** Opening Information provided block **

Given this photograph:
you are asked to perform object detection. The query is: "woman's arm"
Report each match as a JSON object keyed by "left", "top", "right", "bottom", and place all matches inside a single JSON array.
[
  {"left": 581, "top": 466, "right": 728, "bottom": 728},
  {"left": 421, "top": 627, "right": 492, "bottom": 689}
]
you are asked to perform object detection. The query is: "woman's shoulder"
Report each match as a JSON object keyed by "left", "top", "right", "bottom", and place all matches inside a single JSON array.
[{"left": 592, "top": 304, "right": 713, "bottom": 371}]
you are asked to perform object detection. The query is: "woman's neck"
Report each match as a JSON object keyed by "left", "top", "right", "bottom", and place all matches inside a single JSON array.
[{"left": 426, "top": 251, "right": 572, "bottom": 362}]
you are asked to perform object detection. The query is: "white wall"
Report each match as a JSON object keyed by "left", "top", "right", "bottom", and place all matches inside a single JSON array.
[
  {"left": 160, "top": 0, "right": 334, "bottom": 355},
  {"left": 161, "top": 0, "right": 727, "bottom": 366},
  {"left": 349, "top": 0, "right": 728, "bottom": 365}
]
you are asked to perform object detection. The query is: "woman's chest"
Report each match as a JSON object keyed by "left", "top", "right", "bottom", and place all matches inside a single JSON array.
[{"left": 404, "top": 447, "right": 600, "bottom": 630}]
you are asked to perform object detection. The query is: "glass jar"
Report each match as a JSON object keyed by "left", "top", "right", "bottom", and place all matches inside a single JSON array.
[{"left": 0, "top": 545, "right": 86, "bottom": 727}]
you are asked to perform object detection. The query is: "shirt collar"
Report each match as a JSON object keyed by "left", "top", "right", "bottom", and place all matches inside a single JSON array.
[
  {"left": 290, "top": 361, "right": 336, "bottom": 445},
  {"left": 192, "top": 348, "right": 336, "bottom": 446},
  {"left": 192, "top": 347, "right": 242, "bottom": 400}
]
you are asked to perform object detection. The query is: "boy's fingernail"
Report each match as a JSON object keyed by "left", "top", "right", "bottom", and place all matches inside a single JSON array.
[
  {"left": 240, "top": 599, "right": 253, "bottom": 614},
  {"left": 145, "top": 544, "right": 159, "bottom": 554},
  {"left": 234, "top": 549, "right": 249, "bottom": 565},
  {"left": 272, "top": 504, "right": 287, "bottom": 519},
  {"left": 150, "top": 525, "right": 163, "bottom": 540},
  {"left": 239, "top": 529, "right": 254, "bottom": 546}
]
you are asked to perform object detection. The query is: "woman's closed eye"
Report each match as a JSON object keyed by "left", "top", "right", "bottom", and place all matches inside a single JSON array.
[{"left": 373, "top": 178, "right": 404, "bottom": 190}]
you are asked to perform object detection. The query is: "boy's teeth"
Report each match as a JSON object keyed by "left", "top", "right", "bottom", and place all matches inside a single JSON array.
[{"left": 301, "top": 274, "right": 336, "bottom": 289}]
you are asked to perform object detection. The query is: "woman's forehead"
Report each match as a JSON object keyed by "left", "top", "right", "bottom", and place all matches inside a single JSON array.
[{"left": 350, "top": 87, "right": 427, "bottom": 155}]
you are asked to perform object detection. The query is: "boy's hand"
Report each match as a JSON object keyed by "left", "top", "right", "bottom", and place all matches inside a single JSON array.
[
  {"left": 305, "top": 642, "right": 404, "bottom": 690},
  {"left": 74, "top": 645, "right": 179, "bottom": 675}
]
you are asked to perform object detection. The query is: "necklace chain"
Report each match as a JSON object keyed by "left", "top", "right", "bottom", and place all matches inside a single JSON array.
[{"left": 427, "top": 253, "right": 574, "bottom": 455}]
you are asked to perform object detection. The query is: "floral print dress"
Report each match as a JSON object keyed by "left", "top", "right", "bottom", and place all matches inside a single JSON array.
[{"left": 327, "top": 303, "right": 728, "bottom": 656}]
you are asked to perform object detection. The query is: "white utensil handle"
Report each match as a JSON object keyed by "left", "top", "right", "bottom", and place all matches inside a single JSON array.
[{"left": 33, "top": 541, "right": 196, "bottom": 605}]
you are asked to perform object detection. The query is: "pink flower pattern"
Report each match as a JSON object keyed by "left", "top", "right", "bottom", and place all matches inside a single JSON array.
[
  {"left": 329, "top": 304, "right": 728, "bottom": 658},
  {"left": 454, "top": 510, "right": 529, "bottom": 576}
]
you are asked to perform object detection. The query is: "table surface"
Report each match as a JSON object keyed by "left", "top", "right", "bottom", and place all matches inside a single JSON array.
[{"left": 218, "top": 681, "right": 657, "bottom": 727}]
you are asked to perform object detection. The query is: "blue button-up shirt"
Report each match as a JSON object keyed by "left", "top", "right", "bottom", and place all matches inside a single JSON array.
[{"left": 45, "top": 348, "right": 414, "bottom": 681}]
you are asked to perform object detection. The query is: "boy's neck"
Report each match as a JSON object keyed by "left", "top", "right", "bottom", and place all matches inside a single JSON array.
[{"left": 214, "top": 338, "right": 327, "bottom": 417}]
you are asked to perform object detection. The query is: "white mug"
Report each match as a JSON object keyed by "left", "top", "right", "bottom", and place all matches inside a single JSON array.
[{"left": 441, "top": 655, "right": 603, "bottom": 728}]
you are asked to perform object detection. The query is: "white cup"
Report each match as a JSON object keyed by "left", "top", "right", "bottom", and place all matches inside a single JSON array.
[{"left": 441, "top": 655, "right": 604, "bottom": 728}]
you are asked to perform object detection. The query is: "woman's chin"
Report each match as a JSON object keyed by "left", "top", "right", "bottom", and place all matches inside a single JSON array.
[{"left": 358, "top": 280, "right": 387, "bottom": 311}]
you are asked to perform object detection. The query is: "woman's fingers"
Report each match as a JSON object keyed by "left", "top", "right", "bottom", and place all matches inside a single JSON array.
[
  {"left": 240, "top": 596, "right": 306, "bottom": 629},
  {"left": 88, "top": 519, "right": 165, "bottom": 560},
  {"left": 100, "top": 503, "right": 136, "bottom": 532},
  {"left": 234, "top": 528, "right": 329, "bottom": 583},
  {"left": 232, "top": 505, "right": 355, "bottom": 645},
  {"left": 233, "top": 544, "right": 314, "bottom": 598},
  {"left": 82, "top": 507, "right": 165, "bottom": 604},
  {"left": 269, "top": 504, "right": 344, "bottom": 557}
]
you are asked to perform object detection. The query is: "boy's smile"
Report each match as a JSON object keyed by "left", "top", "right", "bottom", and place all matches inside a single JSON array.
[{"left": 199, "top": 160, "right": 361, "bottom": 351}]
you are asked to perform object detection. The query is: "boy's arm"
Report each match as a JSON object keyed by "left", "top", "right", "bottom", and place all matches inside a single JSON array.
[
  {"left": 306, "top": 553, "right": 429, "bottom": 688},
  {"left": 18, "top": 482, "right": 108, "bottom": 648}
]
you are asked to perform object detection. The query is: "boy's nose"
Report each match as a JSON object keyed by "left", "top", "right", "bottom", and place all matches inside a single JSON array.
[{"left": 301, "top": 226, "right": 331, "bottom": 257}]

** Closing Information provided block **
** Opening Information provided block **

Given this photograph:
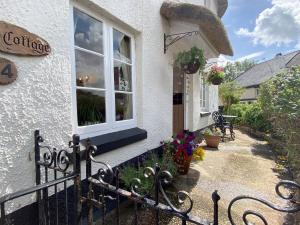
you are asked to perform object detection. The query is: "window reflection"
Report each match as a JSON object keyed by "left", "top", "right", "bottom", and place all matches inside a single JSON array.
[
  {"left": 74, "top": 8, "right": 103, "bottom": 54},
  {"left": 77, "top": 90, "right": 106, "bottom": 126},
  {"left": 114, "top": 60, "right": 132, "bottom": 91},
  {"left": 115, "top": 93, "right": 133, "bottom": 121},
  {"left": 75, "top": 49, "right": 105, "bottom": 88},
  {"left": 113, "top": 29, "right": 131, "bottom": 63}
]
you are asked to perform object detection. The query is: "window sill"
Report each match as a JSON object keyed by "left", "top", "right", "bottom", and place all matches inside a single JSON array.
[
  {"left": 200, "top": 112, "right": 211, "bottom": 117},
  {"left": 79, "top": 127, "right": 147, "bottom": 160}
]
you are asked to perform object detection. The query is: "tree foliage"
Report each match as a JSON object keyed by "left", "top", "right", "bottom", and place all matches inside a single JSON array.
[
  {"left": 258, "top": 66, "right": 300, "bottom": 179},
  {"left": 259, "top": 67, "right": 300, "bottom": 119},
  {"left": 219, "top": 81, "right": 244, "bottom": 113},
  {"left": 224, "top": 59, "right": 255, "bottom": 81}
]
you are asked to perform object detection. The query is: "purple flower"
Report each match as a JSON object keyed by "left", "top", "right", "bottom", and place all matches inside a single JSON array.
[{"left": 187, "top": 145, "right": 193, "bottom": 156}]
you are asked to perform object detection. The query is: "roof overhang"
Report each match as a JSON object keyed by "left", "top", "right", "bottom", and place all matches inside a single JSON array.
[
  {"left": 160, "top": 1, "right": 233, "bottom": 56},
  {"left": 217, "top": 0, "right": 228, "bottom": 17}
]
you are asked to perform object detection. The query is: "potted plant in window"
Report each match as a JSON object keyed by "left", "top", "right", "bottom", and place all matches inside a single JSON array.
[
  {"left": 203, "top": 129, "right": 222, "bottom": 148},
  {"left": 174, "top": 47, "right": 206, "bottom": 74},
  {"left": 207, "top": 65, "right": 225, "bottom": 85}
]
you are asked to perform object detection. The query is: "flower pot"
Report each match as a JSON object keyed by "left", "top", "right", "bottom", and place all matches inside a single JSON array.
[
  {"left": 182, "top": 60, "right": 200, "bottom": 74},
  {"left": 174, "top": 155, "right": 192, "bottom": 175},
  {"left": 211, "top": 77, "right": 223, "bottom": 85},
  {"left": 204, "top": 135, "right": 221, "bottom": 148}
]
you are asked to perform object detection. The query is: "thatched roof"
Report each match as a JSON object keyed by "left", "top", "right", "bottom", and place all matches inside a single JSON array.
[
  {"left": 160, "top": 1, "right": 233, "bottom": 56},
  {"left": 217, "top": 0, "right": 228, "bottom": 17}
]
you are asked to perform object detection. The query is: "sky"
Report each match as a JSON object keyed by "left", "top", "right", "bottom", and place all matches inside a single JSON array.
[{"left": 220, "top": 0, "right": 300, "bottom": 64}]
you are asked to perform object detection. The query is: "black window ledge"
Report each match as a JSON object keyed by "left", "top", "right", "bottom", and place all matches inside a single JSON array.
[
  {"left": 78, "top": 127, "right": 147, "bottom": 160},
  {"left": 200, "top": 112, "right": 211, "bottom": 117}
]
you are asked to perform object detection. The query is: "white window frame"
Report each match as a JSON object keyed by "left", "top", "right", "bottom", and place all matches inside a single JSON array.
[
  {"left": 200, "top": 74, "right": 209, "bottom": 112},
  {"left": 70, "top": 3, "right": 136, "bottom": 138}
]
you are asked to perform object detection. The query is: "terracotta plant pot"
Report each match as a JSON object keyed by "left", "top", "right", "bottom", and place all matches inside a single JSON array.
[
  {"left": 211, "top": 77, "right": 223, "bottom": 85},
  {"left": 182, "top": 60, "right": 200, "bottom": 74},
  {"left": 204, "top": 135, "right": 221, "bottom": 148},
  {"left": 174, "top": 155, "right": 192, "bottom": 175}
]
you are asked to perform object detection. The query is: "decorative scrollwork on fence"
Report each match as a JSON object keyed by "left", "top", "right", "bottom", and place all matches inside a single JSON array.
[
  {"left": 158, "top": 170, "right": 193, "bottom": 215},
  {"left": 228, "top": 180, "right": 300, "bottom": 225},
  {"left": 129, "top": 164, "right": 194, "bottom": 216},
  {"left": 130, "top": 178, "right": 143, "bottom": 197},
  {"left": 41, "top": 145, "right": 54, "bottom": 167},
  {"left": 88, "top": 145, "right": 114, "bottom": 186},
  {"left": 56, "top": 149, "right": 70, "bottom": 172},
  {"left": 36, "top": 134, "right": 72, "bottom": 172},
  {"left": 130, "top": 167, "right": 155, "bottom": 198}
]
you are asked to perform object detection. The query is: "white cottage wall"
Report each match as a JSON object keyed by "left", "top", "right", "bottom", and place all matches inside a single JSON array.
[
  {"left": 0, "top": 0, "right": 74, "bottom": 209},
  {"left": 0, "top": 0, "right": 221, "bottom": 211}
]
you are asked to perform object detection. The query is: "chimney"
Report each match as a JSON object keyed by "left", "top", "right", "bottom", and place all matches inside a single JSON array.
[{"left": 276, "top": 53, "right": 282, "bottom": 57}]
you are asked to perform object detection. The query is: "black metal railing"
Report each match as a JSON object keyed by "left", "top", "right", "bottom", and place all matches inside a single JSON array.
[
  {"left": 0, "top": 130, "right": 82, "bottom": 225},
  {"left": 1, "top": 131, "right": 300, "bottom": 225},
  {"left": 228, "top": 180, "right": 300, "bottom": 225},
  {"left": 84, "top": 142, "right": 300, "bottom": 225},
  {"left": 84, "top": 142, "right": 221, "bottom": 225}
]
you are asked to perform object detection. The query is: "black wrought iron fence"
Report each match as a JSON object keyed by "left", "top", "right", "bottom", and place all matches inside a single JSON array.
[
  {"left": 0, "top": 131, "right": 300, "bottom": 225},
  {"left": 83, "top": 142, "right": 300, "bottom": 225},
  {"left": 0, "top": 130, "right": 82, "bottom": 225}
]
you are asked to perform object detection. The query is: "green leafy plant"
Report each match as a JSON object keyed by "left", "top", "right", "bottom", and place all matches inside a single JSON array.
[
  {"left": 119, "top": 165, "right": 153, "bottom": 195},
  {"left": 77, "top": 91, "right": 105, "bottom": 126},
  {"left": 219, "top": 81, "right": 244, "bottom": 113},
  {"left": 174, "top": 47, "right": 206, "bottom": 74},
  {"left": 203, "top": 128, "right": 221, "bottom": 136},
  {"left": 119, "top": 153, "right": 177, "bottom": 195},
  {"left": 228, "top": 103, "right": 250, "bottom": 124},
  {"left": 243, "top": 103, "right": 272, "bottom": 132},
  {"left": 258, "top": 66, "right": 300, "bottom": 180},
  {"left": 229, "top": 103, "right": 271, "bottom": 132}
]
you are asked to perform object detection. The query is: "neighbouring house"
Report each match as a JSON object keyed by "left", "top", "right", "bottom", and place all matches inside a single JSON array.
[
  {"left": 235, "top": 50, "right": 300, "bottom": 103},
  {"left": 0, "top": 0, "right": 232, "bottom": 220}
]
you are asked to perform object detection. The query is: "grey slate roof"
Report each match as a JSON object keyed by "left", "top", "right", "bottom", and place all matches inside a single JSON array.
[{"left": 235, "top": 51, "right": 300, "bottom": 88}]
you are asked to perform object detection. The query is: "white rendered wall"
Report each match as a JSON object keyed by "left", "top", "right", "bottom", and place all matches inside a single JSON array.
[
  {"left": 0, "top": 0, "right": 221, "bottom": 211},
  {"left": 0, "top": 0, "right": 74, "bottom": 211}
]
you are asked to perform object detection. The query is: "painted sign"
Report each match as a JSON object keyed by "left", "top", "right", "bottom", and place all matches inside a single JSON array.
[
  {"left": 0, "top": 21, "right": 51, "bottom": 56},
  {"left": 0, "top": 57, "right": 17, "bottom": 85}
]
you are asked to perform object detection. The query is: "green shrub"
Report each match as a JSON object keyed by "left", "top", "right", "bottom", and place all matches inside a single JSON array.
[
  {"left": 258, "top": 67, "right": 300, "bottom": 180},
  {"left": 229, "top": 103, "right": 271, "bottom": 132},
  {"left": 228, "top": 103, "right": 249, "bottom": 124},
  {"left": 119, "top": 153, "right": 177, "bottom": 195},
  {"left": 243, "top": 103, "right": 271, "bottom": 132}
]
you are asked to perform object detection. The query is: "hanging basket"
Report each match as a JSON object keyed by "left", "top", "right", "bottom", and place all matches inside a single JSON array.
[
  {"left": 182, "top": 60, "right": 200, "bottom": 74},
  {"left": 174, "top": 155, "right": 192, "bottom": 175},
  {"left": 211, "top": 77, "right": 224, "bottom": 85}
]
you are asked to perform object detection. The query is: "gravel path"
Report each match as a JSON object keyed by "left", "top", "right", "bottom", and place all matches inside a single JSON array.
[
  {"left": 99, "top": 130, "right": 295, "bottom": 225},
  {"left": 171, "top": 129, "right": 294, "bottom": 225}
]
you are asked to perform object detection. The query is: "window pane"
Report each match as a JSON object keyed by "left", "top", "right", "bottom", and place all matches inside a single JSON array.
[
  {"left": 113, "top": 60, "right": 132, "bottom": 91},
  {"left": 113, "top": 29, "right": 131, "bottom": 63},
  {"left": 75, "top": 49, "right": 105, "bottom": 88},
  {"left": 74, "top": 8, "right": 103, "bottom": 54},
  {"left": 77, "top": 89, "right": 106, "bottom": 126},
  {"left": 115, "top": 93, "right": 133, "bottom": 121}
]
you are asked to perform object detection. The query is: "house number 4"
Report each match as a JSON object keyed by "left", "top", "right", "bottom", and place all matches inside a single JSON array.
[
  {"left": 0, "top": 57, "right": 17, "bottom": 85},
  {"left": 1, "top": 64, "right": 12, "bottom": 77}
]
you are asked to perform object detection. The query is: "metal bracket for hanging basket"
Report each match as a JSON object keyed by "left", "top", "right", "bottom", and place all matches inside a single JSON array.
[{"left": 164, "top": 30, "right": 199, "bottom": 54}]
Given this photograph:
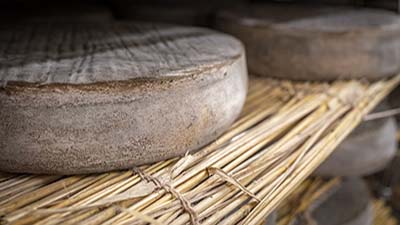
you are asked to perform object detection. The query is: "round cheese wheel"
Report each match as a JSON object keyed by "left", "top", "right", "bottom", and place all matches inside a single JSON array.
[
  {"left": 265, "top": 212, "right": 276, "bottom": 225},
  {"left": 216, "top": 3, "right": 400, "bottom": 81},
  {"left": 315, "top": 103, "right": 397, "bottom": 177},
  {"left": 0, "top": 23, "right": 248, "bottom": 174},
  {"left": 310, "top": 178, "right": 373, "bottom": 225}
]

** Closing Information provided block **

## Aim of the task
Report all lines above with "wall".

## Exercise answer
you are asked to perform object detection. The query is: "white wall"
you are asked to perform object detection. The query is: "white cottage wall"
you are asked to perform object detection. The query is: "white rendered wall"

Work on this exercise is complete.